> Referring expression pointing data:

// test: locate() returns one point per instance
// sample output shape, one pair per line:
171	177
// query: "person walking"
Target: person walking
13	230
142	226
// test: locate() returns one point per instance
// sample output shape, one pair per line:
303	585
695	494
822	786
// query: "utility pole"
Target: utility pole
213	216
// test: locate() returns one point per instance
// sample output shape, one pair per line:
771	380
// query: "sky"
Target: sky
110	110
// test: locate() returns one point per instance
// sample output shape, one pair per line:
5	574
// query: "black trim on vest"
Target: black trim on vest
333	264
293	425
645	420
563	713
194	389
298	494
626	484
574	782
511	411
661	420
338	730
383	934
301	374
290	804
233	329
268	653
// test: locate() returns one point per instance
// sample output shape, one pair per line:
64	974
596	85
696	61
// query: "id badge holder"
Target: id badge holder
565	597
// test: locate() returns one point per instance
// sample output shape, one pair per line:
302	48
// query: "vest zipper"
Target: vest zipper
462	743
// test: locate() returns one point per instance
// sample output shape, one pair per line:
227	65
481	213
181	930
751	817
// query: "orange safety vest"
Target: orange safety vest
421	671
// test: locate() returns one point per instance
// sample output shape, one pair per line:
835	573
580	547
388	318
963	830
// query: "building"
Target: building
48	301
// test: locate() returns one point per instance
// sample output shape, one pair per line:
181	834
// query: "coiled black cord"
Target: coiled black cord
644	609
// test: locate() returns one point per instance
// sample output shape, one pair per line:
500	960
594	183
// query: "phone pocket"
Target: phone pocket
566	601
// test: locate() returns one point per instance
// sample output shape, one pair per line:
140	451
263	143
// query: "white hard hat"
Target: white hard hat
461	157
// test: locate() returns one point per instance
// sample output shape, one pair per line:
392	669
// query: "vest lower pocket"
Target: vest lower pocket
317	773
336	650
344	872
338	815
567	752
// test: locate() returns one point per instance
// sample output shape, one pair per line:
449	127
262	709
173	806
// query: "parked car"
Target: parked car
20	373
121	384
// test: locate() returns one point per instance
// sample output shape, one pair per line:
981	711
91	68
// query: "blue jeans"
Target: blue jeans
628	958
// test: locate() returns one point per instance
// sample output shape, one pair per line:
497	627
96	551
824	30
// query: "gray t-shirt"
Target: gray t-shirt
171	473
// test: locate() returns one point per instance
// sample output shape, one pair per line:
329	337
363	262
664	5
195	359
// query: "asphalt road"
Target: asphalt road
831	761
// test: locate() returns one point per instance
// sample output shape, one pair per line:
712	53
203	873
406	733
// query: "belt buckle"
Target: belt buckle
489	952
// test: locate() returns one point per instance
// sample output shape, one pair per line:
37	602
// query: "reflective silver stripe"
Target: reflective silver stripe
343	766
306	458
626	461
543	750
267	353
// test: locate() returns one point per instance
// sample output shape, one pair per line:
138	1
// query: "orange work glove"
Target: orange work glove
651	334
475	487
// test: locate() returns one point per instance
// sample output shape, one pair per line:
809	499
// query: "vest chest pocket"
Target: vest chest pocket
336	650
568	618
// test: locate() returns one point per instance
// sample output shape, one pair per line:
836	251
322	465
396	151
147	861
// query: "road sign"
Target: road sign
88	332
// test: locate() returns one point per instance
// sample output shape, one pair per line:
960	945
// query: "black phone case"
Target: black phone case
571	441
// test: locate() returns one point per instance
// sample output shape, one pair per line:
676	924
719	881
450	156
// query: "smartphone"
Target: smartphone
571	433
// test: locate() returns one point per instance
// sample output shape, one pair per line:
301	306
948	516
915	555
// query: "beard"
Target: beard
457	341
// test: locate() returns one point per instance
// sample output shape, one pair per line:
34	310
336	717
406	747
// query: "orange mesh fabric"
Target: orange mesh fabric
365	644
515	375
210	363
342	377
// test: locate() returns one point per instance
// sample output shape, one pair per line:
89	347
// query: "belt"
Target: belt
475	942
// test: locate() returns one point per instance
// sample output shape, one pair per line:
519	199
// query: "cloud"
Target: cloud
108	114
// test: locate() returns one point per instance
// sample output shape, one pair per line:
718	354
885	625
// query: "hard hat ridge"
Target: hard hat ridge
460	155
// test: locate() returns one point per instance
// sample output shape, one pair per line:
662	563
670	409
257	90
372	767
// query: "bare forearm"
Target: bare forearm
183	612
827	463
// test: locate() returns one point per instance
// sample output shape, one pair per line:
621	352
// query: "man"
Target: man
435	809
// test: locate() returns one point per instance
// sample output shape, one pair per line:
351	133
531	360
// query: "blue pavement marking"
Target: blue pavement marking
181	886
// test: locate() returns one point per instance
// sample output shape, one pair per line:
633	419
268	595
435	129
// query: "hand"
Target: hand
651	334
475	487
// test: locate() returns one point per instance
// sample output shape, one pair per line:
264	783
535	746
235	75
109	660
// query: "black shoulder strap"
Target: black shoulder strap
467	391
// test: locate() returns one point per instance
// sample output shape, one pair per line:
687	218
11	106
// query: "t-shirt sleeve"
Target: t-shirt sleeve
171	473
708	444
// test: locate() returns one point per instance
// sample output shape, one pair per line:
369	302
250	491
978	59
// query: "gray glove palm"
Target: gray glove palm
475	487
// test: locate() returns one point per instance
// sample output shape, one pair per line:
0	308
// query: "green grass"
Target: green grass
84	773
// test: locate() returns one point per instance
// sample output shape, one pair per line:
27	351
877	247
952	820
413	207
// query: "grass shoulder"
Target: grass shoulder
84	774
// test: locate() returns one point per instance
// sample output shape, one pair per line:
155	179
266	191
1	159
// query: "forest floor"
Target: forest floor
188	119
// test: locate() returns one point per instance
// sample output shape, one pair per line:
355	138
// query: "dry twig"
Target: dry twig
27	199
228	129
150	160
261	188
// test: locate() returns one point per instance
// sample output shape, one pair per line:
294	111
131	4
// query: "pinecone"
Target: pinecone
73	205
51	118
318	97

> EXERCISE DETAILS:
Return the records above verbatim, in their entirety.

> TASK ANSWER:
// test: locate() returns one point per instance
// sample output shape, one pair per line:
171	177
// query: "person walking"
Target: person walking
13	230
142	226
// test: locate() returns one point per instance
// sample output shape, one pair per line:
303	585
695	494
822	786
// query: "utility pole"
Target: utility pole
213	216
// test: locate() returns one point per instance
// sample output shape, one pair per line:
771	380
// query: "sky"
Target: sky
110	110
// test: locate() returns one point per instance
// sample output shape, one pair per line:
5	574
// query: "black trim on vest"
Target: black trim on vest
333	264
293	425
645	420
563	713
194	389
298	494
626	484
574	782
511	411
661	420
338	730
383	934
301	374
290	804
233	329
268	653
// test: locate() returns one point per instance
// sample output shape, one pair per line:
64	974
596	85
696	61
// query: "id badge holder"
Target: id badge holder
565	597
// test: locate() returns one point per instance
// sample output shape, one pair per line:
302	48
// query: "vest zipper"
Target: vest zipper
462	743
// test: locate() returns one point per instance
// sample output shape, one pair per line:
227	65
481	213
181	930
751	817
// query: "orange safety vest"
Target: orange safety vest
421	671
// test: locate() returns one point per instance
// sample output shape, one pair per line:
835	573
580	547
388	318
963	830
// query: "building"
Target: building
48	301
// test: locate() returns one point per instance
// sample output shape, one pair per line:
181	834
// query: "coiled black cord"
Target: coiled black cord
644	609
// test: locate() returns one point per instance
// sample output shape, one pair per line:
500	960
594	183
// query: "phone pocket"
Target: phone pocket
566	601
// test: locate() returns one point per instance
// sample output shape, one pair per line:
140	451
263	143
// query: "white hard hat"
Target: white hard hat
461	157
// test: locate() returns one point per instance
// sample output shape, one pair per line:
392	669
// query: "vest lower pocket"
Target: vest lower pocket
317	773
336	650
344	872
338	815
567	752
// test: locate() returns one point per instance
// sample output shape, one pair per line:
449	127
262	709
173	806
// query: "parked car"
Target: parked car
20	373
121	384
// test: locate() returns one point per instance
// sample output shape, one pair per line:
981	711
91	68
// query: "blue jeans"
Target: blue jeans
628	958
// test: locate() returns one point per instance
// sample output shape, one pair per line:
497	627
96	551
824	30
// query: "gray t-shirt"
Target: gray t-shirt
171	473
// test: locate() returns one point per instance
// sample output shape, one pair per line:
329	337
363	262
664	5
195	359
// query: "asphalt road"
Target: asphalt road
831	761
// test: locate() returns one point per instance
// sample output shape, one pair per line:
712	53
203	873
406	733
// query: "belt buckle"
Target: belt buckle
489	952
// test: locate() returns one point per instance
// sample output shape, one pair per line:
37	602
// query: "reflective silver stripe"
Target: reflective silver stripe
343	766
306	458
626	461
543	750
267	353
// test: locate() returns one point per instance
// sample output shape, one pair per line:
138	1
// query: "orange work glove"
Target: orange work glove
651	334
475	487
// test: locate() returns one point per instance
// sample output shape, one pair per line:
809	499
// query: "vest chest pocket"
Target: vest chest pocket
336	650
568	618
// test: locate() returns one point per instance
// sample output shape, one pair per line:
836	251
322	465
396	151
147	861
// query: "road sign"
Target: road sign
88	332
// test: locate() returns one point per instance
// sample output shape, one pair per line:
960	945
// query: "black phone case"
Target: black phone case
571	441
// test: locate() returns one point per instance
// sample output shape, one pair per line:
676	924
719	881
450	156
// query: "smartphone"
Target: smartphone
571	433
// test: locate() returns one point per instance
// sample output shape, one pair per line:
301	306
948	516
915	555
// query: "beard"
Target: beard
457	341
// test: locate() returns one point per instance
// sample output shape, one pair per line:
34	310
336	717
406	747
// query: "orange mesh fabric"
Target: orange mesh fabric
365	644
515	375
210	363
342	377
// test: locate() returns one point per instance
// sample output shape, one pair per line:
89	347
// query: "belt"
Target: belt
475	942
// test: locate() returns one point per instance
// sample output shape, one pair per line:
519	199
// query: "cloud"
Target: cloud
108	114
// test: locate() returns one point per instance
// sample output shape, one pair per line:
718	354
885	625
// query: "hard hat ridge"
Target: hard hat ridge
460	155
// test: locate() returns one point per instance
// sample output shape, one pair per line:
662	563
670	409
257	90
372	767
// query: "bare forearm"
Target: bare forearm
183	612
827	463
// test: locate() returns one point per instance
// sample output shape, one pair per line:
621	352
// query: "man"
Target: man
435	809
// test: locate() returns one point per instance
// sample output shape, one pair per line:
351	133
531	360
// query: "blue pavement marking"
Target: blue pavement marking
181	886
// test: locate() returns one point per instance
// sample output shape, one pair per line:
633	419
268	595
435	129
// query: "hand"
Target: hand
651	334
475	487
// test: locate() returns one point per instance
// sample output shape, one pair per line:
264	783
535	746
235	75
109	660
// query: "black shoulder strap"
Target: black shoulder strap
467	391
// test: locate() returns one point per instance
// sample output shape, one pair per line:
687	218
11	106
// query: "t-shirt sleeve"
Target: t-shirt sleeve
171	473
708	444
// test: locate() returns one point per instance
// sample output shape, one pair per line:
369	302
250	491
978	59
// query: "gray glove palm"
Target: gray glove palm
475	487
// test: locate() returns one point per instance
// sample output shape, one pair per line:
0	308
// query: "green grass"
Target: green grass
84	773
// test: locate() returns one point per instance
// sample output shape, one pair per line:
27	351
877	247
952	820
413	207
// query: "grass shoulder"
Target: grass shoulder
84	774
// test: locate() returns one point per instance
// sample output shape, one pair per line:
155	179
266	191
1	159
// query: "forest floor"
Target: forest floor
188	119
// test: locate() returns one point per instance
// sample output shape, one pair per line:
355	138
// query: "dry twig"
Target: dry twig
27	199
228	129
150	160
261	188
// test: locate() returns one point per instance
// sample output shape, one pair per line:
294	111
131	4
// query: "pinecone"
Target: pinecone
73	205
51	118
318	97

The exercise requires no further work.